### Work task:
Your answer should be the lines of the data below that contain "wall".

---------- Records provided

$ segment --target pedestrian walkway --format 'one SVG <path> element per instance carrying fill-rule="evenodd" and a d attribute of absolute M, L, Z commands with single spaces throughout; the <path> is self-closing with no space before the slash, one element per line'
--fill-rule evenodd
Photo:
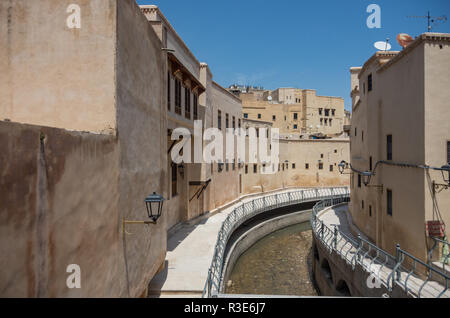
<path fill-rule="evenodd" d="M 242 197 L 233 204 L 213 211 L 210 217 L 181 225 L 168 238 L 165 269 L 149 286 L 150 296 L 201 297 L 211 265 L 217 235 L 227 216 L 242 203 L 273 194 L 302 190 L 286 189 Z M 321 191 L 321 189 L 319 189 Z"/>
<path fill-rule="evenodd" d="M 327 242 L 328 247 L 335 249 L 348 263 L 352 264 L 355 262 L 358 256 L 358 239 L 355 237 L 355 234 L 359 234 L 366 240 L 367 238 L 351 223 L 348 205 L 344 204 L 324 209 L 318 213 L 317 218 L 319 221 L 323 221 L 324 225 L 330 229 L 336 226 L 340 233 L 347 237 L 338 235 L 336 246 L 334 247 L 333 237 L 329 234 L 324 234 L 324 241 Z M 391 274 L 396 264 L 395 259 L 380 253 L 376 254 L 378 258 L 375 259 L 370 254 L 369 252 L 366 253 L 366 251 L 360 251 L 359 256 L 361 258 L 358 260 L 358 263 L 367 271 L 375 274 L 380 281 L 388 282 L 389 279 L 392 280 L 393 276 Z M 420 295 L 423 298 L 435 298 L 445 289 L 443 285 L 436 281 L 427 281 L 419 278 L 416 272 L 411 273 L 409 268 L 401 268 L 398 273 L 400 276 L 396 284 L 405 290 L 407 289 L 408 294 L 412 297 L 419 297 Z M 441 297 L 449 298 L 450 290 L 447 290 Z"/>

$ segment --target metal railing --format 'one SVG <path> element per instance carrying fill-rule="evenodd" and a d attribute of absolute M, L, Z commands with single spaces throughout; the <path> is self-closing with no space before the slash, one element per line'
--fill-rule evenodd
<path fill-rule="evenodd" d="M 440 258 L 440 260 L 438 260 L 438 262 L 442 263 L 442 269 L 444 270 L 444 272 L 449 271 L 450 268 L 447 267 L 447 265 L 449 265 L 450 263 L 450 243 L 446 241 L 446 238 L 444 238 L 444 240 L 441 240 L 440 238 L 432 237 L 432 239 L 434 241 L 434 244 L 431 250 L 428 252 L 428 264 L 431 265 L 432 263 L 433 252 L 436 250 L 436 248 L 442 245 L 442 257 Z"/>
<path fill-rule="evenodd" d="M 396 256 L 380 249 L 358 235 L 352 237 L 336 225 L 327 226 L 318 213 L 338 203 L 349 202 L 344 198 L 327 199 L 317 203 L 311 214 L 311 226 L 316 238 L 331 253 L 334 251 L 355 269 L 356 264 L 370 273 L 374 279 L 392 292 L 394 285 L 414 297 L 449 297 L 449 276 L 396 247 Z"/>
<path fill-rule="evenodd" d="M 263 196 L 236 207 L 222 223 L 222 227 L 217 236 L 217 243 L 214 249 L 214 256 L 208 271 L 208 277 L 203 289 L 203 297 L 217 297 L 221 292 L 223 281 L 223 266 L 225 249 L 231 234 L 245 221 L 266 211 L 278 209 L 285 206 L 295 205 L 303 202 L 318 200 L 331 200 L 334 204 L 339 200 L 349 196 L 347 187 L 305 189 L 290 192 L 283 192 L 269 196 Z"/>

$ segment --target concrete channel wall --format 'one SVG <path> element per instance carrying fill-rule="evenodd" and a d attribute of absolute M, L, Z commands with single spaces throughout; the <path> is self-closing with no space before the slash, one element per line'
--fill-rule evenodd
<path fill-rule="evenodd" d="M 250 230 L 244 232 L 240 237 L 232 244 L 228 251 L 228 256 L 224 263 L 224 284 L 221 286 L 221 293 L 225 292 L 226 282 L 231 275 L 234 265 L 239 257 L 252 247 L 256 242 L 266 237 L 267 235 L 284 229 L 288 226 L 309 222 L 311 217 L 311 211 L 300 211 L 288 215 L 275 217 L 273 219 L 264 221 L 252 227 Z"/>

--------------------
---------- Records provided

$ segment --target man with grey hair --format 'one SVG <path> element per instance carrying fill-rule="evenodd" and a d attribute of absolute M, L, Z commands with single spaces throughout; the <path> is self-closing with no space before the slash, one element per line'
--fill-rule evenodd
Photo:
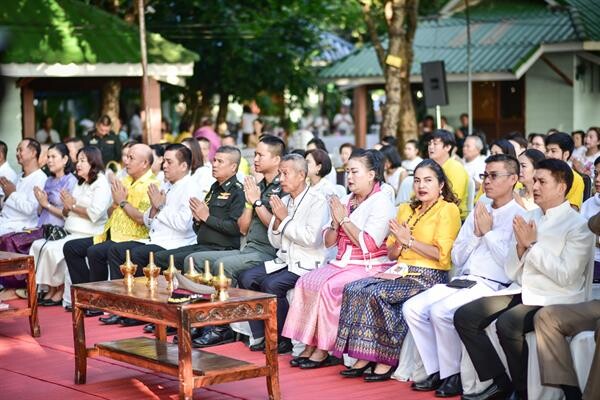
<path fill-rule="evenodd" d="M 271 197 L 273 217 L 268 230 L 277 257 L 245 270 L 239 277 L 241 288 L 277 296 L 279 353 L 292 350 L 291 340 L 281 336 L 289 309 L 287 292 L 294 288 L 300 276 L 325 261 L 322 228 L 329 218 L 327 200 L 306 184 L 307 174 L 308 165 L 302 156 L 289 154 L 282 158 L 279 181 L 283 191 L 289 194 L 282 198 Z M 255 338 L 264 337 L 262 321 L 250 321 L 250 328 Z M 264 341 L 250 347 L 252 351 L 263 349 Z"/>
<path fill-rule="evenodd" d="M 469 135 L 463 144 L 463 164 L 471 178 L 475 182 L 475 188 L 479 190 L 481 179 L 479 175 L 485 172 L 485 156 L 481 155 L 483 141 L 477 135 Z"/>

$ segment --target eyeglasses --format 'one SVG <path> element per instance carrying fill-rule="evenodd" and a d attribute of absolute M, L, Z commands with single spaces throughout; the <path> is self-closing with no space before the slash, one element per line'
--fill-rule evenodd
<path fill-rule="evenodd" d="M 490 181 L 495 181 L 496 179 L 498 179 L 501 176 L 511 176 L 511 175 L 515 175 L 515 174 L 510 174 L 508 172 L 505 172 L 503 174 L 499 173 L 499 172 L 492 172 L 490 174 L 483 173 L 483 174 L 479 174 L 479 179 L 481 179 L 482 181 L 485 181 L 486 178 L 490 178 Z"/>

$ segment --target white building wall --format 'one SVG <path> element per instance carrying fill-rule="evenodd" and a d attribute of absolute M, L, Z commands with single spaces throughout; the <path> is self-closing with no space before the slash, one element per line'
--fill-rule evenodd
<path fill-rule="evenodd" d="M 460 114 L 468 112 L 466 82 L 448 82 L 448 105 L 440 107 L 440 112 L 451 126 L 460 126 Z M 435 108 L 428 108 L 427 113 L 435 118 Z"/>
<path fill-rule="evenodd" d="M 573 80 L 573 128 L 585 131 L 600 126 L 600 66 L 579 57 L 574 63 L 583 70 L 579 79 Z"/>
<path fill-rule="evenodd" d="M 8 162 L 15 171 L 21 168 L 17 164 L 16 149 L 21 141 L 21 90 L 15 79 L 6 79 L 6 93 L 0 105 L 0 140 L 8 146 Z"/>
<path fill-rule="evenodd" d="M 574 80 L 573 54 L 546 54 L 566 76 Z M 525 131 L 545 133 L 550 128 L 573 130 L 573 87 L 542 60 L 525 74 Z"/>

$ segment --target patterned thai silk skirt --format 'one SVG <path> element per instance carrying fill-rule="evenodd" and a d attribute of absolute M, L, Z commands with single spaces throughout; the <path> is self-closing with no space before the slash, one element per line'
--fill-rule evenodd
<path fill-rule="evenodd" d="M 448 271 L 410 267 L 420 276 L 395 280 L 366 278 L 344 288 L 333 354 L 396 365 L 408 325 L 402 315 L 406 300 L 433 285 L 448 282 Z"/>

--------------------

### Problem solution:
$ segment --target concrete channel wall --format 'one SVG <path> element per instance carrying fill-rule="evenodd" and a d attribute of absolute M, L, Z commands with single spaces throughout; the <path> is self-closing with no space before the slash, one element per line'
$ segment --target white building wall --format 'one SVG <path> element per instance carrying fill-rule="evenodd" and a d attribute of absolute M, L, Z commands with single spaces throughout; the <path> is self-closing with no space before the slash, one element per line'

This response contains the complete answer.